## Instruction
From the items below, pull out each line that contains the word "rings" and copy it unchanged.

- - - - - - -

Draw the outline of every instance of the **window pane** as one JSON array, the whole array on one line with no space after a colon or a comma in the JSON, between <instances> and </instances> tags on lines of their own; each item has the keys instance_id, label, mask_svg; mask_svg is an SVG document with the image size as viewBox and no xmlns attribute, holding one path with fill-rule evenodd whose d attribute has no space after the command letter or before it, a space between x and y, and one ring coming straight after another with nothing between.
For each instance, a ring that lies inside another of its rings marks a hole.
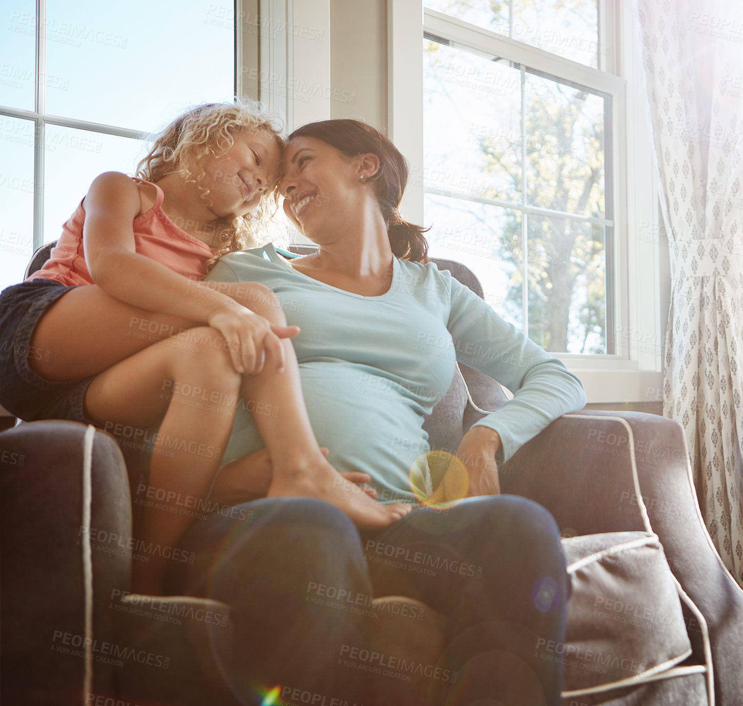
<instances>
[{"instance_id":1,"label":"window pane","mask_svg":"<svg viewBox=\"0 0 743 706\"><path fill-rule=\"evenodd\" d=\"M527 202L604 215L604 100L527 74Z\"/></svg>"},{"instance_id":2,"label":"window pane","mask_svg":"<svg viewBox=\"0 0 743 706\"><path fill-rule=\"evenodd\" d=\"M33 110L36 4L3 0L0 21L0 105Z\"/></svg>"},{"instance_id":3,"label":"window pane","mask_svg":"<svg viewBox=\"0 0 743 706\"><path fill-rule=\"evenodd\" d=\"M56 240L93 180L103 172L134 174L144 142L48 125L44 157L44 242Z\"/></svg>"},{"instance_id":4,"label":"window pane","mask_svg":"<svg viewBox=\"0 0 743 706\"><path fill-rule=\"evenodd\" d=\"M597 0L424 0L424 4L452 17L497 32L571 61L597 68Z\"/></svg>"},{"instance_id":5,"label":"window pane","mask_svg":"<svg viewBox=\"0 0 743 706\"><path fill-rule=\"evenodd\" d=\"M557 353L607 353L603 226L529 216L529 337ZM521 264L520 250L512 249ZM520 297L509 291L508 298Z\"/></svg>"},{"instance_id":6,"label":"window pane","mask_svg":"<svg viewBox=\"0 0 743 706\"><path fill-rule=\"evenodd\" d=\"M33 254L33 123L0 115L0 290L22 281Z\"/></svg>"},{"instance_id":7,"label":"window pane","mask_svg":"<svg viewBox=\"0 0 743 706\"><path fill-rule=\"evenodd\" d=\"M523 328L522 275L510 253L521 249L521 214L460 198L426 195L429 256L456 260L475 273L485 301L516 328ZM505 259L504 257L505 256Z\"/></svg>"},{"instance_id":8,"label":"window pane","mask_svg":"<svg viewBox=\"0 0 743 706\"><path fill-rule=\"evenodd\" d=\"M188 106L231 100L231 2L47 0L47 111L152 132Z\"/></svg>"},{"instance_id":9,"label":"window pane","mask_svg":"<svg viewBox=\"0 0 743 706\"><path fill-rule=\"evenodd\" d=\"M426 189L520 202L521 72L424 42Z\"/></svg>"}]
</instances>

- - - - - - -

## Written answer
For each instance, a ring that lies inside another of its rings marks a hole.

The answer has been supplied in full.